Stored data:
-=-=-

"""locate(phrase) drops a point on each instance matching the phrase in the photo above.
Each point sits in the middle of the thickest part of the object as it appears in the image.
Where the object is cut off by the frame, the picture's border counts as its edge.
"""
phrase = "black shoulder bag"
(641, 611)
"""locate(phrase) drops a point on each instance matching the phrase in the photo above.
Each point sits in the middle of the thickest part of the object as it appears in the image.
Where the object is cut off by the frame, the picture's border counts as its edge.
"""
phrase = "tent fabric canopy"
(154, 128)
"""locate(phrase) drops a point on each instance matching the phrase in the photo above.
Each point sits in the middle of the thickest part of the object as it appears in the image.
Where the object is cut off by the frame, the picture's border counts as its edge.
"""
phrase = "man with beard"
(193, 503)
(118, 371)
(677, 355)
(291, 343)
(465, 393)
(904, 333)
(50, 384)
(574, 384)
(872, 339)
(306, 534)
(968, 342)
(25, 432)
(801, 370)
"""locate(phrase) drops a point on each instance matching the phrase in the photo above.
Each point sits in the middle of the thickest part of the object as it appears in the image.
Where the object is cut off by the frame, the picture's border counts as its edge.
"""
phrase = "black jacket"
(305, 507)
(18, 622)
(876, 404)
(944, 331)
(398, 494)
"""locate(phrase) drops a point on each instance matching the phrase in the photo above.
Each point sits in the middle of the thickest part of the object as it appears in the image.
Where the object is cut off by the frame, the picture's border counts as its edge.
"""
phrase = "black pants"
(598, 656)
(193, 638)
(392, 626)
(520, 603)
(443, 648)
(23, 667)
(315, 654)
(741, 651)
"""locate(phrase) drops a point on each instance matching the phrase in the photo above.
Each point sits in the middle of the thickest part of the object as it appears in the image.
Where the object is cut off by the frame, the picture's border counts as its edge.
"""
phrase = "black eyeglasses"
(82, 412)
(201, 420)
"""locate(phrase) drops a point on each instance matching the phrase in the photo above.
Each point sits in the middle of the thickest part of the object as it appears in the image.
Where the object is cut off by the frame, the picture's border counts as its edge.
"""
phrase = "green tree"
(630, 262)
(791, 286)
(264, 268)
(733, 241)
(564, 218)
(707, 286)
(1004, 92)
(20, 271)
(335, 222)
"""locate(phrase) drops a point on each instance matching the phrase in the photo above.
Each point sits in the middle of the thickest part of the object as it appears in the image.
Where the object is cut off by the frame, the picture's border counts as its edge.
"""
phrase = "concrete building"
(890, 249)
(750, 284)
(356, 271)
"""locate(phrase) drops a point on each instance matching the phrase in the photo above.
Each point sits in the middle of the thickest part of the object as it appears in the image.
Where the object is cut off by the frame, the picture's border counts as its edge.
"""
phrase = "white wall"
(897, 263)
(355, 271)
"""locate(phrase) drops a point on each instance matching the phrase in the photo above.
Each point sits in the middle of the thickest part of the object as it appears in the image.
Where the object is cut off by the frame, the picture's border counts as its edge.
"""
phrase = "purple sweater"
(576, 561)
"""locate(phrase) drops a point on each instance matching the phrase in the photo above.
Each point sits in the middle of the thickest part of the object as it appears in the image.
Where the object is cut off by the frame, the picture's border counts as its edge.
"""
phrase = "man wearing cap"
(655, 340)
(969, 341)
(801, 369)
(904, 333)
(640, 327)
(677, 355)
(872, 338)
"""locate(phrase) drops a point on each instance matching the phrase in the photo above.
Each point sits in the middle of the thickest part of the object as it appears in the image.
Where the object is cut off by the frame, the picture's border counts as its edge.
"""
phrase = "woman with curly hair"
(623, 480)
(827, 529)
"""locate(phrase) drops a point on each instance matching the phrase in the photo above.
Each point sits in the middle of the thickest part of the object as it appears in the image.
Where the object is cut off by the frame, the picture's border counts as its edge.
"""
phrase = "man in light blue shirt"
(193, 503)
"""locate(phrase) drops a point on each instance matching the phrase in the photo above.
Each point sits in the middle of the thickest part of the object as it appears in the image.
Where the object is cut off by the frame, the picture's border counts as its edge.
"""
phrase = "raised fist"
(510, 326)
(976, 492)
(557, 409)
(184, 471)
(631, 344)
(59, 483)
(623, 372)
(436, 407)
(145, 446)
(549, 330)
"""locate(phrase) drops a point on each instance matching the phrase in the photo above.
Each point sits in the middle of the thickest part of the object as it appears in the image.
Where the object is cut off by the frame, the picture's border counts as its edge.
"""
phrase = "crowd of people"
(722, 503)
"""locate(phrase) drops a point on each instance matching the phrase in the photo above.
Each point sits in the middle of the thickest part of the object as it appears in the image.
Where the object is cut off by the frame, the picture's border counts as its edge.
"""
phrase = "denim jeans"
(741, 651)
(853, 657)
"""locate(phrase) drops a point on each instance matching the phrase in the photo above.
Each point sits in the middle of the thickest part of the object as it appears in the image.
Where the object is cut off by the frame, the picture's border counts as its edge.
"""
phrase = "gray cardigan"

-=-=-

Your goal: Set down the data once more, word for word.

Expected answer:
"""locate(phrase) drops a point on each instance matching the phrase in the photo above.
Each point sits in the middle of the thickest part of the object as it appears in the image.
Where the object is cut off by the frame, the picture's border counts as its edge.
"""
phrase = "black shoulder bag"
(641, 611)
"""locate(phrase) drops a point on each instance matching the phrase in the photo above.
Each point sits in the middle of the thickest part of the object as it appears in the image.
Where the object is cut off by the frame, the picture's border counts as its edge.
"""
phrase = "tent fabric canopy"
(154, 128)
"""locate(phrase) drops a point on each instance matching the phrase in the photo above.
Each point sits in the middle of the thickest part of the object as it appears in the image.
Where the object is cut off by the frame, the picture's border counts as its edge.
"""
phrase = "man with beard"
(193, 503)
(118, 371)
(677, 355)
(291, 343)
(465, 393)
(904, 333)
(50, 384)
(574, 384)
(872, 339)
(306, 534)
(968, 342)
(25, 432)
(801, 370)
"""locate(phrase) drops a point on each instance matching the phrase in the photo above.
Each point sits in the middle of the thickest part of the object as it appears in the image.
Where the object is cut off by the frame, the picture's border counts as its edge.
"""
phrase = "black jacket"
(305, 507)
(18, 622)
(876, 404)
(944, 331)
(398, 494)
"""locate(phrase) drops a point on each instance matching the phrase in the photo above.
Each point sits in the middle of the thickest part of the object as it appears in the image.
Where the object is cut off by the frame, the picture's border counts as its edge.
"""
phrase = "black pants"
(598, 656)
(193, 638)
(392, 626)
(520, 603)
(443, 648)
(23, 667)
(315, 654)
(741, 651)
"""locate(phrase) drops a point on each instance matching the phrase in the photo above.
Each point sits in the middle of the thickest part of the object as it appears in the image.
Where the object is cut off by the frame, the picture's border counts as its edge.
"""
phrase = "black eyeglasses"
(82, 412)
(201, 420)
"""locate(phrase) drops a point on each instance matching the phrase in the photo above.
Each point sits in the middle of the thickest part of the object as it appears in the image.
Where the object is cut off by the frame, the picture's border counts as its edge.
"""
phrase = "green tree"
(630, 262)
(791, 286)
(264, 268)
(733, 241)
(564, 218)
(707, 286)
(1004, 92)
(20, 271)
(335, 222)
"""locate(phrase) drops a point on each instance matching the phrase in the photo above.
Each point sits in the middle of the thickest part of the object as it appears in the image.
Where the object is cut off by the frame, the picture's border counts as its edge.
"""
phrase = "concrete building"
(890, 249)
(750, 284)
(356, 271)
"""locate(phrase) drops a point on each instance matching the phrase in the photo above.
Each point sits in the middle of the thickest part of the object as it appears in the image.
Where the object is cut off by the frame, the picture's border counts as its edge.
"""
phrase = "white wall"
(897, 263)
(355, 271)
"""locate(phrase) drops a point on each instance matching the phrase in the photo above.
Each point sits in the middle of the thickest part of the object as it appears in the image.
Where the object is cut off by the frame, the picture's border counts as its edge.
"""
phrase = "purple sweater"
(576, 561)
"""locate(phrase) drops a point on each instance matching the phrase in the photo above.
Each point sits in the middle of the thickest part of the object as it appears in the image.
Where the object is cut off by the frame, the picture's border counts as its edge.
"""
phrase = "man wearing cap"
(655, 340)
(969, 341)
(801, 369)
(904, 333)
(640, 327)
(677, 355)
(872, 338)
"""locate(phrase) drops a point on each instance matching the phrase in the photo above.
Each point sits in the middle of the thickest part of the object as it appears in the image.
Where the object is cut off by the frame, the picture's border counts as its edge.
"""
phrase = "woman with curly hair"
(623, 480)
(827, 529)
"""locate(phrase) drops a point on each instance matching the phrase in the photo above.
Each point sits in the middle of the thickest part of the object as it appears in the image.
Where the object is cut off by the frame, the picture's border counts as its edge.
"""
phrase = "man in light blue shirt"
(193, 503)
"""locate(phrase) drops a point on each instance matching the phrase in the photo above.
Each point sits in the middle of the thickest part of the object as it appears in the image.
Where the object is cut off by the frame, the picture's border counts as its edge.
"""
phrase = "raised fist"
(510, 326)
(976, 492)
(557, 409)
(184, 471)
(631, 344)
(59, 483)
(623, 372)
(436, 407)
(145, 446)
(549, 330)
"""locate(phrase) drops a point on each instance matching the phrase in the photo above.
Each point sits in the middle of the thickest part of the object as it appears in the image.
Where the object is cut off by the frame, the picture's border counts as its edge.
"""
phrase = "crowd of people"
(722, 503)
"""locate(phrase) drops a point on each instance matching the phrase in the photo above.
Each point sits in the middle of the thickest part of the object as it appears in the image.
Where the object is cut off by the frame, the picture's border counts as its edge.
"""
phrase = "denim jeans"
(741, 651)
(853, 657)
"""locate(phrase) drops a point on each instance matching the phrase in the photo above.
Each point sits in the middle of the thickest part of the object as it appears in the image.
Where the object is cut off by the frame, the picture's border counts as its edge.
"""
phrase = "gray cardigan"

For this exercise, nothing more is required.